SUPPLIED ENTRIES start

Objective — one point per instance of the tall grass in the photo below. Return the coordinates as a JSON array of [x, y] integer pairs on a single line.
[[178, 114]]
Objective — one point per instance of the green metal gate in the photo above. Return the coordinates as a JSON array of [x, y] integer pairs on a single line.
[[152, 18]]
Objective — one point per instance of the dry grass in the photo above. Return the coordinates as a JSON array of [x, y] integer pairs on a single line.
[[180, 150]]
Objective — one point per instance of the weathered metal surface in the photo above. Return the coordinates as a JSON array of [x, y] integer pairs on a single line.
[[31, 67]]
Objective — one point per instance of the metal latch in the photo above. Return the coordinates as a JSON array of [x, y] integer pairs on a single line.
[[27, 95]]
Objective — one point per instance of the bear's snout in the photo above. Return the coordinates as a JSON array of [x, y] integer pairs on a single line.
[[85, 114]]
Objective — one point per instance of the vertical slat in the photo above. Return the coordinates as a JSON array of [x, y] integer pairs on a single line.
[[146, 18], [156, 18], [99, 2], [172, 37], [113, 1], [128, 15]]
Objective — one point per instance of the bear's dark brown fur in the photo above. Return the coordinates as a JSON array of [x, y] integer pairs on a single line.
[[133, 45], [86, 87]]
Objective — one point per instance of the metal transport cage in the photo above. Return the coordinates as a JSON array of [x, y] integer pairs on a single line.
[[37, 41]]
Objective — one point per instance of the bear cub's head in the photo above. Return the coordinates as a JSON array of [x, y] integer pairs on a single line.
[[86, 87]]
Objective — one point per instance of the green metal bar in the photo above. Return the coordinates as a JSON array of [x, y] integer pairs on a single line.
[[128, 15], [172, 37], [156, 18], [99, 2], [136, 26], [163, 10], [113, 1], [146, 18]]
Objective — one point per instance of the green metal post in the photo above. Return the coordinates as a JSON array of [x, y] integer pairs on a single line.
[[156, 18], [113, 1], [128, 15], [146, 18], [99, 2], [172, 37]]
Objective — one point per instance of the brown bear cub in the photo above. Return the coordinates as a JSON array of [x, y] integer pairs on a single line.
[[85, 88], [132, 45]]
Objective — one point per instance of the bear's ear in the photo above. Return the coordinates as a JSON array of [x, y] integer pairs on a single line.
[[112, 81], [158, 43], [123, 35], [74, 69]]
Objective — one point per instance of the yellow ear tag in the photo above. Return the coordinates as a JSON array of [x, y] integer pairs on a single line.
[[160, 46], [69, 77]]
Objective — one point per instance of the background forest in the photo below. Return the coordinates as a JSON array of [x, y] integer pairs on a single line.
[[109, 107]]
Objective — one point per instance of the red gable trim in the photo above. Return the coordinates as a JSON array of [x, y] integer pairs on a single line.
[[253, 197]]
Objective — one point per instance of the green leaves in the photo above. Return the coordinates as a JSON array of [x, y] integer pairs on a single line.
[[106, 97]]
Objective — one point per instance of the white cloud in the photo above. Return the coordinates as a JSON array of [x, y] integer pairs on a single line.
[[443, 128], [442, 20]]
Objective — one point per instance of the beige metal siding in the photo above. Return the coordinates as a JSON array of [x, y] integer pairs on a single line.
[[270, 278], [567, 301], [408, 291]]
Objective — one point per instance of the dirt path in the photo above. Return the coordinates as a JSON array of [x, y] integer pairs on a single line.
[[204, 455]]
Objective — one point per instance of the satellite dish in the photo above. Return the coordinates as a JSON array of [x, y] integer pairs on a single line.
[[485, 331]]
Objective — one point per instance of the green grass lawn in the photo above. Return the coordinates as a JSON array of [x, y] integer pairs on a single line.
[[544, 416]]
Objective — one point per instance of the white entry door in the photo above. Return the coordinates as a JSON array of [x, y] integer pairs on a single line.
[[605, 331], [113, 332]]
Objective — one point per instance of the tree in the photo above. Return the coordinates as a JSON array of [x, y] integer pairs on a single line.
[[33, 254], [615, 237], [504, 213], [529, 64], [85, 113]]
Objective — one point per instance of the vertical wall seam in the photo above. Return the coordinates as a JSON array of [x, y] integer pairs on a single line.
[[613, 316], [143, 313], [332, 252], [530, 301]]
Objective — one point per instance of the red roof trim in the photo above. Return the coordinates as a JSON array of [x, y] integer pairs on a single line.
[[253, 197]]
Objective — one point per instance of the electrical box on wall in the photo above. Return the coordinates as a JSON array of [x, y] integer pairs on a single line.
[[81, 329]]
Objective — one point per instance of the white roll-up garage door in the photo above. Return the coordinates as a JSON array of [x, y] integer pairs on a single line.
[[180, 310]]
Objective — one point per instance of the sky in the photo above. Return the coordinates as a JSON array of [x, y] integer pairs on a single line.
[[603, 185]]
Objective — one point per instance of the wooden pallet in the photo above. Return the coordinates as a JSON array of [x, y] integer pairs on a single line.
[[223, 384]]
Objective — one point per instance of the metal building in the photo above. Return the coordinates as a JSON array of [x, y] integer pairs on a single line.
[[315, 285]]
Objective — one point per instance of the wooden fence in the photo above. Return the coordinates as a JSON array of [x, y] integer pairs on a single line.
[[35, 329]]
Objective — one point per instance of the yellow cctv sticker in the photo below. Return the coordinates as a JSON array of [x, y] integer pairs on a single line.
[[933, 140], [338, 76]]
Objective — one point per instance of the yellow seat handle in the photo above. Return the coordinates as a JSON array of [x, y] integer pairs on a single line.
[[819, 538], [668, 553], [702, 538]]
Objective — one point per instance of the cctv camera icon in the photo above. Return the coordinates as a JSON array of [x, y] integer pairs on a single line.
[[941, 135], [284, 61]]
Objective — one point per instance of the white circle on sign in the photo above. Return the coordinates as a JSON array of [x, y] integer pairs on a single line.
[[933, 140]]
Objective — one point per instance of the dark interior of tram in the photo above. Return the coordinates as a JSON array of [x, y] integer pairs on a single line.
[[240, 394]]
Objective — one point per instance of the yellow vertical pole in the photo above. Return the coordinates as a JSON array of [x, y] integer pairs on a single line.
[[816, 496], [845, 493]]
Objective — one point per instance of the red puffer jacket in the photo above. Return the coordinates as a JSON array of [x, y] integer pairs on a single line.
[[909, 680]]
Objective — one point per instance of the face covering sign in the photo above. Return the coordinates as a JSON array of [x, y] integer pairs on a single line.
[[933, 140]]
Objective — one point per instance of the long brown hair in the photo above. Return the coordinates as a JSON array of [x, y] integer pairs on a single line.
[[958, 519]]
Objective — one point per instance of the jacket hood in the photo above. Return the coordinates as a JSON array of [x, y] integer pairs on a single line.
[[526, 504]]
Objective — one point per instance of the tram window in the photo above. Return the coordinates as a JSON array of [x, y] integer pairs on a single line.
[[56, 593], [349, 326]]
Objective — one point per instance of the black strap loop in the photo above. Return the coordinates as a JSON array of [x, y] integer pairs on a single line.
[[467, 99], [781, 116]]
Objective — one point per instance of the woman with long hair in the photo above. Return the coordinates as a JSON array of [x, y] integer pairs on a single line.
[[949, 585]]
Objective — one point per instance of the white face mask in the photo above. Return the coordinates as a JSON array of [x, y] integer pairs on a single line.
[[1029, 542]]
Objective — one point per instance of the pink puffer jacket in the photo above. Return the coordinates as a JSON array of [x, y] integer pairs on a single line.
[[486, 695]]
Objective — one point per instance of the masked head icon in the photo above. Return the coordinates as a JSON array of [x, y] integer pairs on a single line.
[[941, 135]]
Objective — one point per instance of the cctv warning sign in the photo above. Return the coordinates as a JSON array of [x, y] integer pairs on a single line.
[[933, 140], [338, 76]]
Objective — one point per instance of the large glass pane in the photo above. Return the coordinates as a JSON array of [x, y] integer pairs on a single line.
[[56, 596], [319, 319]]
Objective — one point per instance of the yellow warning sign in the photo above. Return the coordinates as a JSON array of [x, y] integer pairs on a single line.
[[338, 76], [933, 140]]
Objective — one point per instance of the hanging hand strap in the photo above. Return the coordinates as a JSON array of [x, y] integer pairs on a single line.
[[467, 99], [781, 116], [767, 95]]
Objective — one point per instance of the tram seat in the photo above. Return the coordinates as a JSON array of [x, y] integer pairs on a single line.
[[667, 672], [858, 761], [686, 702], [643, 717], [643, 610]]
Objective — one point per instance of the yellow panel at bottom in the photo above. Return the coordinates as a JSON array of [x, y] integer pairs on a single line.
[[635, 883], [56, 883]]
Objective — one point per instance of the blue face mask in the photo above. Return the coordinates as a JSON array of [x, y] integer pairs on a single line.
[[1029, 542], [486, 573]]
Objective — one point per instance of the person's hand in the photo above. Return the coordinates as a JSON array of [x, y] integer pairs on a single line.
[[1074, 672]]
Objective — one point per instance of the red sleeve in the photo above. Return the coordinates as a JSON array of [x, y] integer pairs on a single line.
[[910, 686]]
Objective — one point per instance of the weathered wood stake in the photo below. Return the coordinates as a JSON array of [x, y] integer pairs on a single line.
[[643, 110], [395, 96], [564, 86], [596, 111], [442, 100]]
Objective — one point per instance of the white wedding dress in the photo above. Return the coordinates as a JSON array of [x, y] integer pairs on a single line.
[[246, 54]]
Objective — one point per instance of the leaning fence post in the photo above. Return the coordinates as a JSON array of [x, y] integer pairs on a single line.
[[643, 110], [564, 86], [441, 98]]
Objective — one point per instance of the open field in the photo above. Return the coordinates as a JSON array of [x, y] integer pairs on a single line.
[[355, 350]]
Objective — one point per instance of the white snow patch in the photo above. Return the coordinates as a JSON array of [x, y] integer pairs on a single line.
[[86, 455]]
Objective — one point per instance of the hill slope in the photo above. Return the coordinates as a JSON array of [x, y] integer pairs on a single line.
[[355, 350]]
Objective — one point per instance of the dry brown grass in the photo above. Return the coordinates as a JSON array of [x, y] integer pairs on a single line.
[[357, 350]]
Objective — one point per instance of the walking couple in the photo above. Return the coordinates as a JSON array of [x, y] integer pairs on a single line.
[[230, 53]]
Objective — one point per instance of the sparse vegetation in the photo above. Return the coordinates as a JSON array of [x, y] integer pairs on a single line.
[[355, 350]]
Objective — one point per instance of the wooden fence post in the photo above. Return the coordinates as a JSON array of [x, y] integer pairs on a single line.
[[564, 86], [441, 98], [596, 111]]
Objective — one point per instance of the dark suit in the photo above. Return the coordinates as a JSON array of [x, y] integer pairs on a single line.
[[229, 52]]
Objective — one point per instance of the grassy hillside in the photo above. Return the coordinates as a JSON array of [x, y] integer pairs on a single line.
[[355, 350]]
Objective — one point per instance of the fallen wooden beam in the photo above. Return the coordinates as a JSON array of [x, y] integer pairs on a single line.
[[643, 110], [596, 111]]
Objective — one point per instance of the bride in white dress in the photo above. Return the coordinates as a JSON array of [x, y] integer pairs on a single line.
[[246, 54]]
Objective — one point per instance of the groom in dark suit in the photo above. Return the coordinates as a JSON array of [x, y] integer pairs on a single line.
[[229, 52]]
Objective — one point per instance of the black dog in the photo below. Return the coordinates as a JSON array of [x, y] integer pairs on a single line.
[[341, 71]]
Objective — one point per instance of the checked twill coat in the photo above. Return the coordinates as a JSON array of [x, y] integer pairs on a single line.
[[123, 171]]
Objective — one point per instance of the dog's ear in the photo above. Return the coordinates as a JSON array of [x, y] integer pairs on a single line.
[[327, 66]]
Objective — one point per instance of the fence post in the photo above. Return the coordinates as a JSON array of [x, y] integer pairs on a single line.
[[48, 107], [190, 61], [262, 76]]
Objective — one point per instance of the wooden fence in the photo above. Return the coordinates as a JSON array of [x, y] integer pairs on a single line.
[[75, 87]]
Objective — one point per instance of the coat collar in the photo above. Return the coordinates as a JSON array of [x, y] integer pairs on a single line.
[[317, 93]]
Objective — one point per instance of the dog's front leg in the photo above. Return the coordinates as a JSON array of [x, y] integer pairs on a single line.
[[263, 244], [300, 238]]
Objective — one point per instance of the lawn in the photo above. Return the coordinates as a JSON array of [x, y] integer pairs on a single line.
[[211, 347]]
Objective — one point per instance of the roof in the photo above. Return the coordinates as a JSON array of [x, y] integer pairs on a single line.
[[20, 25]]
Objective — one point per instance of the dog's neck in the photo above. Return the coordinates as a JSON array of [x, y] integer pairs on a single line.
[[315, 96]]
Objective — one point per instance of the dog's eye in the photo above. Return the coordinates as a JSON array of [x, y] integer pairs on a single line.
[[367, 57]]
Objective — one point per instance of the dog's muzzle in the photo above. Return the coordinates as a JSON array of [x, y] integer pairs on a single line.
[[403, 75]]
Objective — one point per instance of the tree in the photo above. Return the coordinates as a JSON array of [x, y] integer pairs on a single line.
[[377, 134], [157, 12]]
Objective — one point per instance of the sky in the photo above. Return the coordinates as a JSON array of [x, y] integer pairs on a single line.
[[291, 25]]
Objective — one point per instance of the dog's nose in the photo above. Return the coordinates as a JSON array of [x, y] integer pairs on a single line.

SUPPLIED ENTRIES end

SHORT TASK: Copy verbatim every line of the records in the stretch from the line containing "Objective — one point per instance of the grassy" through the line containing "[[263, 244], [300, 238]]", including both of those lines.

CORRECT OUTPUT:
Objective — one point per instance of the grassy hillside in the photo above. Return the coordinates as a JSON array of [x, y] integer pairs on a single line.
[[355, 350]]
Objective — one point per instance of the fallen wooden beam in the photo above. Return the coordinates as a JSON array of [x, y] integer pairs on a single line.
[[643, 110], [596, 111]]
Objective — one point per instance of the bride in white dress in the photo above. Return the coordinates as a JSON array of [x, y] integer pairs on a single line.
[[246, 54]]
Objective — one point per instance of the groom in dark suit in the photo above. Return the coordinates as a JSON array of [x, y] integer pairs on a single line.
[[229, 52]]
Objective — one point per instance of the black dog in the photo below. Return the coordinates as a JSON array of [x, y] integer pairs on a single line.
[[341, 71]]
Objective — one point per instance of the checked twill coat in the photo above. Return the coordinates as a JSON array of [x, y] integer pairs on a single line.
[[123, 171]]
Objective — one point per instance of the dog's ear in the photo above. Return the coordinates as a JSON array of [x, y] integer pairs on a single line.
[[327, 66]]
Objective — one point per instance of the fence post in the photo above. Return the coordinates as a JSON array of [x, y] integer pairs on a single line.
[[48, 107], [190, 61], [262, 76]]
Objective — one point per instance of the wooden fence in the photo above. Return the coordinates as a JSON array of [x, y] integer pairs on a single line.
[[75, 87]]
Objective — one point per instance of the coat collar in the photo above. Return the coordinates as a JSON array of [x, y] integer pairs on a single line.
[[317, 93]]
Objective — one point per instance of the dog's front leg in the photo above. Return the coordinates as a JSON array of [x, y] integer pairs on a single line.
[[263, 244], [300, 238]]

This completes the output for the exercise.